- [Task brief] Each record below should be set down exactly.

(Records from a data source)
◇ ◇ ◇ ◇ ◇ ◇ ◇
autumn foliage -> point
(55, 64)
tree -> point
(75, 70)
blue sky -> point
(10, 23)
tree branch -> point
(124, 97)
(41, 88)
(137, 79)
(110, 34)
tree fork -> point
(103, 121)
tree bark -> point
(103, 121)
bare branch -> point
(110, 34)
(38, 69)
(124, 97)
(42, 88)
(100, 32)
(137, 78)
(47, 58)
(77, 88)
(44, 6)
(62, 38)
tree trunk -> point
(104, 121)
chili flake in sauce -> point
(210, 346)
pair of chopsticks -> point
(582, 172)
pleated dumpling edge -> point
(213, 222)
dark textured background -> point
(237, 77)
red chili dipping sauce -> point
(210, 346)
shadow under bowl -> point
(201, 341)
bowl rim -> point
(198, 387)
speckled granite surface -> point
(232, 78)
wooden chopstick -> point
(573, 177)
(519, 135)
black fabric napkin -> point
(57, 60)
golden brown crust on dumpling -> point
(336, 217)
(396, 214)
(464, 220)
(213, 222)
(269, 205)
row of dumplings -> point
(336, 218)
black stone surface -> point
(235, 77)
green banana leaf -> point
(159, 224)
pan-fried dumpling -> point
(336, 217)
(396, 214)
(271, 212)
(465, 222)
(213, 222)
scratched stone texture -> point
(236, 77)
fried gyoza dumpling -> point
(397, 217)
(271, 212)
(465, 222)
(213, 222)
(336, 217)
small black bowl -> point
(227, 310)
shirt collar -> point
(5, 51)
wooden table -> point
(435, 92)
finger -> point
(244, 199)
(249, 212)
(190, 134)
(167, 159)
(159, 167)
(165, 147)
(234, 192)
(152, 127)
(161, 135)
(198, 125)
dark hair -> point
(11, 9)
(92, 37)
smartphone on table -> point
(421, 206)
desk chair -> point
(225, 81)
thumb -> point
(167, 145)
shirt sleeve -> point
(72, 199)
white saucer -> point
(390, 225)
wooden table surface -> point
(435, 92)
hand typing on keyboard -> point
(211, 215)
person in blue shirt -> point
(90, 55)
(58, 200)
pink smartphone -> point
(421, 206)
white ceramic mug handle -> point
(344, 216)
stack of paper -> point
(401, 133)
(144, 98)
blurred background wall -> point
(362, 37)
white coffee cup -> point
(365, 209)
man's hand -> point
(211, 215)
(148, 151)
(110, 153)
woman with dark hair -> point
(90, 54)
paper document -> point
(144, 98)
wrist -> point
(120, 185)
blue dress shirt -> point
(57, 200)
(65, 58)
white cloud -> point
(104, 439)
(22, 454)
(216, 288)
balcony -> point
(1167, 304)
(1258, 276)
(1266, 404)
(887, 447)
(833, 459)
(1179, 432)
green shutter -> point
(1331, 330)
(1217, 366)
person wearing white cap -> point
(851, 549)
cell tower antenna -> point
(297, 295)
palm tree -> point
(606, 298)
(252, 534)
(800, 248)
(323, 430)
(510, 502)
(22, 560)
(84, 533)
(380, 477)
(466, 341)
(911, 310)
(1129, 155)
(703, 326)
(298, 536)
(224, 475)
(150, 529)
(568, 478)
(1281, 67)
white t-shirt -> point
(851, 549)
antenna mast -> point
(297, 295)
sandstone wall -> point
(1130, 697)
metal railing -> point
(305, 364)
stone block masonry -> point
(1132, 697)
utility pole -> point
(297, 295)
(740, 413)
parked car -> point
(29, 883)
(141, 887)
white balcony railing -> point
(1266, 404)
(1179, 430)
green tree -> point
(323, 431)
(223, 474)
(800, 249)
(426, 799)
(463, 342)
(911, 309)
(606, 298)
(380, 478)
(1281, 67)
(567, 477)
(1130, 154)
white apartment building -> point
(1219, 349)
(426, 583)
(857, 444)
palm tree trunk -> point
◇ ◇ ◇ ◇ ◇ ◇ ◇
- [Exercise answer]
autumn foliage -> point
(55, 64)
tree -> point
(75, 70)
blue sky -> point
(10, 23)
tree branch -> point
(124, 97)
(41, 88)
(137, 79)
(110, 34)
tree fork -> point
(103, 121)
tree bark -> point
(103, 121)
bare branch -> point
(110, 34)
(38, 69)
(124, 97)
(42, 88)
(100, 32)
(137, 78)
(47, 58)
(77, 88)
(44, 6)
(62, 38)
tree trunk -> point
(104, 121)
chili flake in sauce -> point
(210, 346)
pair of chopsticks -> point
(582, 172)
pleated dumpling edge -> point
(213, 222)
dark textured background -> point
(237, 77)
red chili dipping sauce -> point
(210, 346)
shadow under bowl -> point
(201, 341)
bowl rim -> point
(198, 387)
speckled granite surface -> point
(232, 78)
wooden chopstick -> point
(573, 177)
(519, 135)
black fabric napkin -> point
(57, 60)
golden brown crust on dumpling -> point
(336, 217)
(396, 214)
(464, 220)
(213, 222)
(269, 205)
row of dumplings -> point
(336, 218)
black stone surface -> point
(235, 77)
green banana leaf -> point
(159, 224)
pan-fried dumpling -> point
(336, 217)
(396, 214)
(271, 212)
(465, 222)
(213, 222)
scratched stone texture -> point
(236, 77)
fried gyoza dumpling -> point
(397, 217)
(271, 212)
(465, 222)
(213, 222)
(336, 217)
small black bowl -> point
(227, 310)
shirt collar -> point
(5, 51)
wooden table -> point
(435, 92)
finger -> point
(244, 199)
(249, 212)
(190, 134)
(167, 159)
(159, 167)
(165, 147)
(234, 192)
(152, 127)
(161, 135)
(198, 125)
dark hair -> point
(11, 9)
(92, 37)
smartphone on table -> point
(421, 206)
desk chair -> point
(225, 81)
thumb -> point
(167, 145)
shirt sleeve -> point
(72, 199)
white saucer -> point
(390, 225)
wooden table surface -> point
(435, 92)
hand typing on keyboard -> point
(211, 215)
person in blue shirt -> point
(90, 55)
(58, 200)
pink smartphone -> point
(421, 206)
white ceramic mug handle -> point
(344, 216)
stack of paper -> point
(401, 133)
(144, 98)
blurred background wall -> point
(362, 37)
white coffee cup -> point
(365, 209)
man's hand -> point
(211, 215)
(148, 151)
(110, 153)
woman with dark hair -> point
(90, 54)
paper document -> point
(144, 98)
wrist -> point
(120, 185)
blue dress shirt -> point
(57, 200)
(65, 58)
white cloud -> point
(104, 439)
(22, 454)
(216, 288)
balcony -> point
(1167, 304)
(1258, 276)
(1266, 404)
(887, 447)
(833, 459)
(1179, 432)
green shutter -> point
(1331, 330)
(1217, 366)
person wearing white cap -> point
(851, 549)
cell tower antenna -> point
(297, 295)
palm tree -> point
(606, 298)
(252, 534)
(800, 248)
(323, 430)
(510, 502)
(22, 560)
(84, 533)
(380, 477)
(466, 341)
(911, 310)
(1129, 155)
(703, 326)
(298, 536)
(224, 475)
(150, 529)
(568, 478)
(1281, 67)
white t-shirt -> point
(851, 549)
antenna mast -> point
(297, 295)
sandstone wall -> point
(1130, 697)
metal railing -> point
(305, 364)
stone block masonry -> point
(1132, 697)
utility pole -> point
(297, 295)
(740, 413)
parked car -> point
(29, 883)
(141, 887)
white balcony railing -> point
(1266, 404)
(1179, 430)
green tree -> point
(323, 431)
(223, 474)
(800, 249)
(426, 799)
(463, 342)
(911, 309)
(606, 298)
(380, 478)
(1281, 67)
(567, 477)
(1130, 154)
white apartment building -> point
(1219, 349)
(426, 583)
(857, 444)
palm tree trunk -> point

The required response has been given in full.